- ASSIGNMENT:
Once you have read the data below, write it all out exactly.

=== EXCERPTED RECORDS ===

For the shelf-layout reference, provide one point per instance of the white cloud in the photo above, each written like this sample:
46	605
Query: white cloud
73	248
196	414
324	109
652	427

===

- REPLY:
For the shelf-layout reference, provide one point per instance of the white cloud in the photo above, each written like this sample:
46	605
Query: white cloud
73	248
196	414
324	109
652	427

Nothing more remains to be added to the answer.